WORK TO BE COMPLETED -> Copy each of the records below verbatim, preserving every line and character without alteration.

MATERIAL SUPPLIED ->
------
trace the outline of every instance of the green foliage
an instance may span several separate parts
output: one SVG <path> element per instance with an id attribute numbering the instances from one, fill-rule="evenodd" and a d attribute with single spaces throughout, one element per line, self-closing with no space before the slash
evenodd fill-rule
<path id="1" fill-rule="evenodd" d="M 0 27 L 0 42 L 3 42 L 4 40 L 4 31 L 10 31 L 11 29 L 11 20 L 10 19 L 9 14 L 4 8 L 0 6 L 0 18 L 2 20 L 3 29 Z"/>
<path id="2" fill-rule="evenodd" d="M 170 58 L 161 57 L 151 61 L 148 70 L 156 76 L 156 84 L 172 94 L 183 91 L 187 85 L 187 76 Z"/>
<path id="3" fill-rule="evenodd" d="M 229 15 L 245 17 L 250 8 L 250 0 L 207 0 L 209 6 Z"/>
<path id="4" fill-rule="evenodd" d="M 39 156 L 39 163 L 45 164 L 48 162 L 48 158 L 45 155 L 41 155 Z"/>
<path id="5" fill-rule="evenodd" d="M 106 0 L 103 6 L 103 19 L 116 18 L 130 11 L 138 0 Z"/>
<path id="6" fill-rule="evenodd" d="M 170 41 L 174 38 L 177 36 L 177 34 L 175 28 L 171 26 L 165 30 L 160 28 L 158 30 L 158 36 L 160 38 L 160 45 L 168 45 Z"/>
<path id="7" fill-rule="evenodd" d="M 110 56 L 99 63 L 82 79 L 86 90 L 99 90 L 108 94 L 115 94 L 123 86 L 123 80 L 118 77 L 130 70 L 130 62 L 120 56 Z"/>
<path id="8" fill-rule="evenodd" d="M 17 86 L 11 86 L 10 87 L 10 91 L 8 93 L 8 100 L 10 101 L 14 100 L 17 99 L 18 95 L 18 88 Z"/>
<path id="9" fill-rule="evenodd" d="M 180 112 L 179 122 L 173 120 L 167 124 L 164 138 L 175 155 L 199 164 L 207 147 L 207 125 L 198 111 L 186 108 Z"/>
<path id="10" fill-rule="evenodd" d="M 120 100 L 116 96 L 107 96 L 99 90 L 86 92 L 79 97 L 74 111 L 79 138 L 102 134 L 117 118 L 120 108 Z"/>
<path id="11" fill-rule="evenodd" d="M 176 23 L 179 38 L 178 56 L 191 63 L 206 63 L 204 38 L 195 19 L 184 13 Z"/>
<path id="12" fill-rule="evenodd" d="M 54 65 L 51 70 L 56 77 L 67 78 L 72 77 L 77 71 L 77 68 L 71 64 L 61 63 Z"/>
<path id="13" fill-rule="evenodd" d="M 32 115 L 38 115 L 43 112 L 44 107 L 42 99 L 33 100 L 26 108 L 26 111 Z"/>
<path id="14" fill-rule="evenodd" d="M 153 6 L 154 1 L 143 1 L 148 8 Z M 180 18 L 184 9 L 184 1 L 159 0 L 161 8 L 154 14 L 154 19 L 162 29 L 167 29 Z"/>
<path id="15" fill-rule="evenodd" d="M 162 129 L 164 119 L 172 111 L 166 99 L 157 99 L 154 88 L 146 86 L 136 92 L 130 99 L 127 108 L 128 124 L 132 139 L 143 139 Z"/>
------
REPLY ->
trace the outline of every instance of the green foliage
an instance may span several separate parts
output: one SVG <path> element per instance with an id attribute numbering the instances from one, fill-rule="evenodd" and a d attribute with single spaces throughout, one element per line, self-closing with no space before the slash
evenodd fill-rule
<path id="1" fill-rule="evenodd" d="M 0 27 L 0 42 L 3 42 L 4 40 L 4 31 L 10 31 L 11 29 L 11 20 L 10 19 L 9 14 L 4 8 L 0 6 L 0 18 L 2 20 L 3 29 Z"/>
<path id="2" fill-rule="evenodd" d="M 170 58 L 161 57 L 151 61 L 148 70 L 156 76 L 156 84 L 172 94 L 183 91 L 187 85 L 187 76 Z"/>
<path id="3" fill-rule="evenodd" d="M 229 15 L 245 17 L 250 8 L 250 0 L 207 0 L 209 6 Z"/>
<path id="4" fill-rule="evenodd" d="M 39 156 L 39 163 L 45 164 L 48 162 L 48 158 L 45 155 L 41 155 Z"/>
<path id="5" fill-rule="evenodd" d="M 106 0 L 103 6 L 103 19 L 116 18 L 130 11 L 138 0 Z"/>
<path id="6" fill-rule="evenodd" d="M 170 41 L 174 38 L 177 36 L 177 34 L 175 28 L 171 26 L 165 30 L 160 28 L 158 30 L 158 36 L 160 38 L 160 45 L 168 45 Z"/>
<path id="7" fill-rule="evenodd" d="M 110 56 L 99 63 L 82 79 L 86 90 L 99 90 L 108 94 L 115 94 L 123 86 L 123 80 L 118 77 L 130 70 L 130 62 L 120 56 Z"/>
<path id="8" fill-rule="evenodd" d="M 17 86 L 11 86 L 10 87 L 10 91 L 8 93 L 8 100 L 10 101 L 14 100 L 17 99 L 18 95 L 18 88 Z"/>
<path id="9" fill-rule="evenodd" d="M 180 112 L 179 122 L 173 120 L 167 124 L 164 138 L 175 155 L 199 164 L 207 147 L 207 125 L 198 111 L 186 108 Z"/>
<path id="10" fill-rule="evenodd" d="M 120 100 L 116 96 L 107 96 L 99 90 L 86 92 L 79 97 L 74 111 L 79 138 L 102 134 L 117 118 L 120 108 Z"/>
<path id="11" fill-rule="evenodd" d="M 176 23 L 179 38 L 178 56 L 191 63 L 206 63 L 204 38 L 195 19 L 184 13 Z"/>
<path id="12" fill-rule="evenodd" d="M 54 65 L 51 70 L 56 77 L 67 78 L 72 77 L 77 71 L 77 68 L 71 64 L 61 63 Z"/>
<path id="13" fill-rule="evenodd" d="M 32 115 L 38 115 L 43 112 L 44 107 L 42 99 L 33 100 L 26 108 L 26 111 Z"/>
<path id="14" fill-rule="evenodd" d="M 153 6 L 154 1 L 143 1 L 148 8 Z M 180 18 L 184 9 L 184 1 L 159 0 L 161 8 L 154 14 L 154 19 L 162 29 L 167 29 Z"/>
<path id="15" fill-rule="evenodd" d="M 162 129 L 164 119 L 172 111 L 166 99 L 157 99 L 154 88 L 146 86 L 136 92 L 130 99 L 127 108 L 128 124 L 132 139 L 143 139 Z"/>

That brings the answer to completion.